# Nik Software sets the standard for customer service



## Harv (Oct 25, 2014)

Nik Software (now owned by Google) has set the standard for customer service. At least in my view they have.

I recently contacted them to ask if my original Nik modules (pre-Google days) would be compatible with my new computer's operating system and updated version of Photoshop. They responded to my email within a couple of hours.

Their reply was that it would not be compatible, but that I should not worry..... they were supplying me with a complete suite upgrade (7 modules)..... NO CHARGE. I was stunned to say the least. The tech rep even went so far as to tell me that if I had any difficulty with the installation to email or call him and he would help me through it.

These guys now have me for life.


----------



## Mitch.Conner (Oct 25, 2014)

Harv said:


> Nik Software (now owned by Google) has set the standard for customer service. At least in my view they have.

STATED GOAL 1> Put everything in the entries from the line containing "the oval flatbread?" down to the line containing "[[237, 10, 320, 76]]" into a JSON list of strings, one string per line, leaving out blank lines.

RECORD EXTRACTS>
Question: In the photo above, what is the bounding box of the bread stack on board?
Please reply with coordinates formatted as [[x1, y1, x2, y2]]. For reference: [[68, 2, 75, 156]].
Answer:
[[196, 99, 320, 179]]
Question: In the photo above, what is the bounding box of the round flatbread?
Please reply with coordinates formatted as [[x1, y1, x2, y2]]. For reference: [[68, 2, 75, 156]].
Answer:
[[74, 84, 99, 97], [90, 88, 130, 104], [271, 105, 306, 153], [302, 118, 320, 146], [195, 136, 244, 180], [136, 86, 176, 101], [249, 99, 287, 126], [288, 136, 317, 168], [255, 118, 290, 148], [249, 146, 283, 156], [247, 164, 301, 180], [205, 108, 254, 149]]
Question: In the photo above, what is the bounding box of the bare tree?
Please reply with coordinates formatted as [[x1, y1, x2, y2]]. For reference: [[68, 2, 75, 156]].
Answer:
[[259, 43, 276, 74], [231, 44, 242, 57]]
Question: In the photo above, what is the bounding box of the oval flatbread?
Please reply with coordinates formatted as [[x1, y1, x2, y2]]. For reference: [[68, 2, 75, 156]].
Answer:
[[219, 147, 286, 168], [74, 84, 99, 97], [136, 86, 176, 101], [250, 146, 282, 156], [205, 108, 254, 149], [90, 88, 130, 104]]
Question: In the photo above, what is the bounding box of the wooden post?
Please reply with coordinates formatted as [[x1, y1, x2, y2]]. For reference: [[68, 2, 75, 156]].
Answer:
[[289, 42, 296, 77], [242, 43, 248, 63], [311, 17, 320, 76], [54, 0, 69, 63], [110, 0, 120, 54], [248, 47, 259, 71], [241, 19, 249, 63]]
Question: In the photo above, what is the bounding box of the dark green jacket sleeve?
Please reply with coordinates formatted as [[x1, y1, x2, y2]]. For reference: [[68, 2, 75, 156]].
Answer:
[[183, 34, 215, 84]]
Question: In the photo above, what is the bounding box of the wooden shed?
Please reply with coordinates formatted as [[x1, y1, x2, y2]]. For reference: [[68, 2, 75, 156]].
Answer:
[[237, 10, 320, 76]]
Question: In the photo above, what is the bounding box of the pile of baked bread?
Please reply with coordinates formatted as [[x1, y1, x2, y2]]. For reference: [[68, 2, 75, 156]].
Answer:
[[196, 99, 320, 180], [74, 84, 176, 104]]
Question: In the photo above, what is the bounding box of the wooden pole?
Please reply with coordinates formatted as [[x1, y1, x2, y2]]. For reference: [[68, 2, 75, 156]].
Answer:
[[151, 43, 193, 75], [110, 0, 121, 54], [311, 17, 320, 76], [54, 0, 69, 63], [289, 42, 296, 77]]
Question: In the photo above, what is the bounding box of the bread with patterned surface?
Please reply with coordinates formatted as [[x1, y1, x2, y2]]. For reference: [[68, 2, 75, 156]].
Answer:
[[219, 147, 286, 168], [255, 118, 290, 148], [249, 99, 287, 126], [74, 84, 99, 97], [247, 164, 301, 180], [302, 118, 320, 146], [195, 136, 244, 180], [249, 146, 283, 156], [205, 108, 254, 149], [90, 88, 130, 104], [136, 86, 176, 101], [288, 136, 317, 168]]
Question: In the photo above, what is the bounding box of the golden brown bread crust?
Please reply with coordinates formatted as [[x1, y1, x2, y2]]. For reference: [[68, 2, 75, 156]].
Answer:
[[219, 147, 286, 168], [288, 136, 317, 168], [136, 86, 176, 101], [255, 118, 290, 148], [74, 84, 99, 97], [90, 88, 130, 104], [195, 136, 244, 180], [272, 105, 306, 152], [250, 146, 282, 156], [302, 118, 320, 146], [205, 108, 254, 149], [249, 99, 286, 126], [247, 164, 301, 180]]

STATED GOAL 2>
Answer these questions from the forum thread:
(a) Which company owns Nik Software now?
(b) How soon did Nik Software reply to Harv's email?
(c) How many modules did the suite upgrade Harv received include?

CORRECT RESPONSE 1>
[
  "Question: In the photo above, what is the bounding box of the oval flatbread?",
  "Please reply with coordinates formatted as [[x1, y1, x2, y2]]. For reference: [[68, 2, 75, 156]].",
  "Answer:",
  "[[219, 147, 286, 168], [74, 84, 99, 97], [136, 86, 176, 101], [250, 146, 282, 156], [205, 108, 254, 149], [90, 88, 130, 104]]",
  "Question: In the photo above, what is the bounding box of the wooden post?",
  "Please reply with coordinates formatted as [[x1, y1, x2, y2]]. For reference: [[68, 2, 75, 156]].",
  "Answer:",
  "[[289, 42, 296, 77], [242, 43, 248, 63], [311, 17, 320, 76], [54, 0, 69, 63], [110, 0, 120, 54], [248, 47, 259, 71], [241, 19, 249, 63]]",
  "Question: In the photo above, what is the bounding box of the dark green jacket sleeve?",
  "Please reply with coordinates formatted as [[x1, y1, x2, y2]]. For reference: [[68, 2, 75, 156]].",
  "Answer:",
  "[[183, 34, 215, 84]]",
  "Question: In the photo above, what is the bounding box of the wooden shed?",
  "Please reply with coordinates formatted as [[x1, y1, x2, y2]]. For reference: [[68, 2, 75, 156]].",
  "Answer:",
  "[[237, 10, 320, 76]]"
]

CORRECT RESPONSE 2>
(a) Google.
(b) Within a couple of hours.
(c) Seven.